• _GIVEN PASSAGE_
Thursday, February 28, 2013

The Next Big Thing: I Go Viral

"The Next Big Thing" has been going around for a few weeks now like a flu you hope to get. Part chain letter, part credo, authors are asked to respond to ten questions AND to tag five more writers to do the same.  I was tagged by poet and fiction writer Rachel Dacus (click Here for her Q/A).

Here I go:
 
What is the title of your book?
It's not a book, it's a chapbook:  I Feel Good.

Where did the idea for the book come from?
Grammar, as in the direct-address comma.

What genre is your book?
 E-chapbook of poems, swashingbuckling epic, romance novel with a frisson of manifesto, a hint of saffron.

If your book were made into a movie, what actors would you choose to play the part of your characters?
Penélope Cruz as Jezebel.

What is a one-sentence synopsis of your book?
You can't win, so try.

How long did it take you to write the first draft of the manuscript?
It came in winds, not drafts.

Who or what inspired the writing of your book?
The philosophy of Sun Ra; the musical stylings of Swedenborg; the grandeur and compassion of Emma Goldman.

What else about your book might pique the reader’s interest?
Poem #1 is "You, Jezebel" (note direct-address comma). In its own way, this poem questions the habitual and age-old vilification of Jezebel, Ahab's wife who was greatly misrepresented by history, which, it turns out, is written by historians who are hired by the victors. Such as the victory was. Get a clue, history. No one wins for long, or in the long run. Jezebel, for instance, was not unspiritual nor a-religious. She continued to worship goddesses and gods of her parents, and that served as insult and vexing provocation to Mr. Deuteronomy.

Who published or will publish your book?
It will be published in the next few months by Beard of Bees, Eric Elshtain, editor.

My tagged writers for next Wednesday:
I'll link when links are given to me (unless they post on Facebook, which is also good), but the writers are Melissa Studdard, Mary Meriam (more, forthcoming).
 

Monday, February 18, 2013

James Wright's "Northern Pike" {an exalting poem}

Easy enough to find this poem online, other sites, elsewhere.  Every and each placement brings it to us anew and so I post.

Northern Pike

All right. Try this,
Then. Every body
I know and care for,
And every body
Else is going
To die in a loneliness
I can't imagine and a pain
I don't know. We had
To go on living. We
Untangled the net, we slit
The body of this fish
Open from the hinge of the tail
To a place beneath the chin
I wish I could sing of.

• _TASK REQUIREMENTS_
a - From the poetry blog, set down the stretch from "Grammar, as in" through "hint of saffron." word for word.
b - Resume the poetry blog right after its last line shown.

[Point-per-instance localization data]
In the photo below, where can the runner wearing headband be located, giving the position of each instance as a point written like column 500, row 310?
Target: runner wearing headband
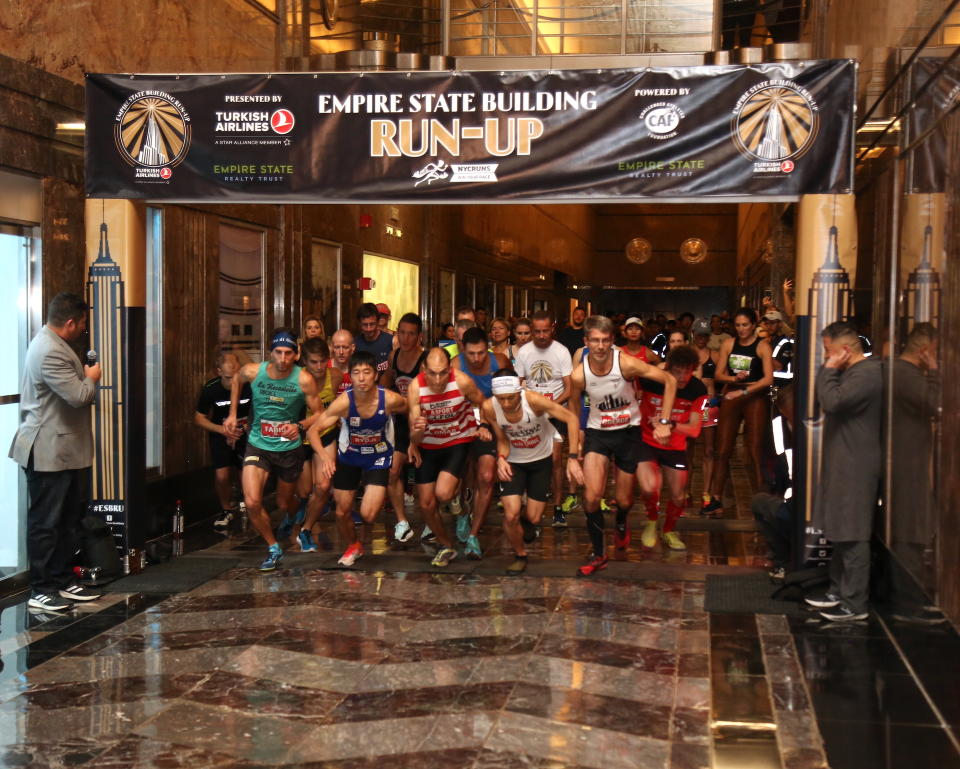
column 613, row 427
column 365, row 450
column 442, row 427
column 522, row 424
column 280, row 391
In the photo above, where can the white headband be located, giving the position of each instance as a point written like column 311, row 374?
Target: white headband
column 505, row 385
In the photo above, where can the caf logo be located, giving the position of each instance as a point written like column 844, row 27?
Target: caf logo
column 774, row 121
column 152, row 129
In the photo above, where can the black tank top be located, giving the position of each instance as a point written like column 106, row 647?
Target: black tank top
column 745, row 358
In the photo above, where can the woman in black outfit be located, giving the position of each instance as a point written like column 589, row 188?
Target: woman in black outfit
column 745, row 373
---
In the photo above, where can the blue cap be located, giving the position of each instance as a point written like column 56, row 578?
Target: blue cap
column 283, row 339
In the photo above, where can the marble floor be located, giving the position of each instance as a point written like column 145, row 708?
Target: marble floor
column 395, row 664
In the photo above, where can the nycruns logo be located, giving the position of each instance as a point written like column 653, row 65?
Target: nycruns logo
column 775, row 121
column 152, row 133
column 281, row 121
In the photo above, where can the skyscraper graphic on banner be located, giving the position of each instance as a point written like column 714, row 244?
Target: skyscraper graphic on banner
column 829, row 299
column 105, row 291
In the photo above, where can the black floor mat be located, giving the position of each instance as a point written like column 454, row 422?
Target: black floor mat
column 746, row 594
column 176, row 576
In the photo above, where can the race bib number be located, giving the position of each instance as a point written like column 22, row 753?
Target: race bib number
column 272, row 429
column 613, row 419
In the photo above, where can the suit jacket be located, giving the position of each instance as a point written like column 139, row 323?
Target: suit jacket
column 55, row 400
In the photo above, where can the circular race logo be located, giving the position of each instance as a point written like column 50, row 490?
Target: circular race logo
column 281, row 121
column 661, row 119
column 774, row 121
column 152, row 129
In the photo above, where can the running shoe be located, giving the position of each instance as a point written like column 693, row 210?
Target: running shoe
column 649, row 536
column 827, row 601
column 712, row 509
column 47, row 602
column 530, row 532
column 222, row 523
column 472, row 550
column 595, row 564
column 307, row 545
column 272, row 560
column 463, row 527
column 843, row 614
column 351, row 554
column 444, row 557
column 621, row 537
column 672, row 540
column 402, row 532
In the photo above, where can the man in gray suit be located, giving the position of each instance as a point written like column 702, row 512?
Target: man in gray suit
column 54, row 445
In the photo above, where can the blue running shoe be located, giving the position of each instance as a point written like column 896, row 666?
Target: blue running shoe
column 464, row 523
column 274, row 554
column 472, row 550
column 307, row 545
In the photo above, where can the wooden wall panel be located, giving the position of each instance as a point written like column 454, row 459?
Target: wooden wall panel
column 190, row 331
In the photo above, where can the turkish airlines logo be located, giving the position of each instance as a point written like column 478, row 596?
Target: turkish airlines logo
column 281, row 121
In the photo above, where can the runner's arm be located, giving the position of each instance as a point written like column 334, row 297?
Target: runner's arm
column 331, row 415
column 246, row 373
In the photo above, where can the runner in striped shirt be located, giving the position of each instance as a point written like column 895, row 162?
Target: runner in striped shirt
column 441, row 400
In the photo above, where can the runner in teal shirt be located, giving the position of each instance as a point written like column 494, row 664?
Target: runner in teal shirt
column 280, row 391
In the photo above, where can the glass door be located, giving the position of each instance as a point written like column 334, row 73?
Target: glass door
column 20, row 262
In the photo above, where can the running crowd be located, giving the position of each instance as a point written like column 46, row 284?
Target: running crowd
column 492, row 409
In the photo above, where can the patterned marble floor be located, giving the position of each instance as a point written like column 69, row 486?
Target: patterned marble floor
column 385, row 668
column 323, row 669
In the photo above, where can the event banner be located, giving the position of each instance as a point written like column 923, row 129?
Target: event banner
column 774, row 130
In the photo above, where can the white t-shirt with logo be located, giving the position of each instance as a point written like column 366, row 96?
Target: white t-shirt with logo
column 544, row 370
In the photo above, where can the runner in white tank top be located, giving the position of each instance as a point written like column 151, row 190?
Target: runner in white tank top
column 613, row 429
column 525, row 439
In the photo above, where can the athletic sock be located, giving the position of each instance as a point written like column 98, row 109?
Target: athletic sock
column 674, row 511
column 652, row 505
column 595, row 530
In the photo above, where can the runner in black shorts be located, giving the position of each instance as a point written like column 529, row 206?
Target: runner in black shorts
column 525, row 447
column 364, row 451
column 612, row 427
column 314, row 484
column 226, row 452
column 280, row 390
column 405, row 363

• _ANSWER LIST_
a -
Grammar, as in the direct-address comma.

What genre is your book?
 E-chapbook of poems, swashingbuckling epic, romance novel with a frisson of manifesto, a hint of saffron.

b -
I would just as soon we let
The living go on living.
An old poet whom we believe in
Said the same thing, and so
We paused among the dark cattails and prayed
For the muskrats,
For the ripples below their tails,
For the little movements that we knew the crawdads were making
                       under water,
For the right-hand wrist of my cousin who is a policeman.
We prayed for the game warden's blindness.
We prayed for the road home.
We ate the fish.
There must be something very beautiful in my body,
I am so happy.
 
James Wright (click for bio, courtesy of the Poetry Society of America)
Image from West Virginia University, Davis College of Agriculture, Natural Resources and Design, List of Fish Species 

Sunday, February 10, 2013

Anne Shaw's "Drag King Manifesto" {a pirate of a poem}


Drag King Manifesto

That woman is an engine, I refuse. To generate. To be chambered. To combust.


Let her who would acquire don the masculine article. The necktie and the wingtip and the the.
The leather chair, its kingdom. As swishy shadow tidies in the wake.


I too unhitch my notice. I touch what I will touch. I wear roulette-wheel cufflinks
and filch the jack of diamonds from the deck.


I'll show you how to razor: Take off your gown of ghosts. Untie your solaces, unzip your name.



Let her who would be pirate begin in piracy. The double-breasted suit. The clip.
And Adam's apple pendant in the throat.


Let her who would go veiled take up her wrench, her drill. Up her sleeve the jackal
of hearts, the jack of jills.


Let her in frilled distress begin. To study the mallet, the screw.


And therefore tinker. Therefore crux. How treason wears the pants.


Let her who would go naked smith her tool.
ww

by Anne Shaw, author of Undertow and Shatter and Thrust (Persea)

image from the wonderful Liana's Paper Doll Blog

Wednesday, February 6, 2013

Ching-In Chen's "Gruel, Tea: a riddle" {a fierce poem}


  
Agnes Martin's hand


Very happy to post Ching-In Chen's "Gruel, Tea: a riddle." I met her a few months ago. Was so impressed. Yet I'm messing up her poem. The 2 stanzas should be parallel or do I mean opposite each other.  I tried.  This is part of a larger piece.

Gruel, Tea: a riddle

A room full of fathers birth
maggots which boil
into a sticky bag of
soup. Some sons
learned to suckle
too tightly, their
incandescent greed
dropping into the pot.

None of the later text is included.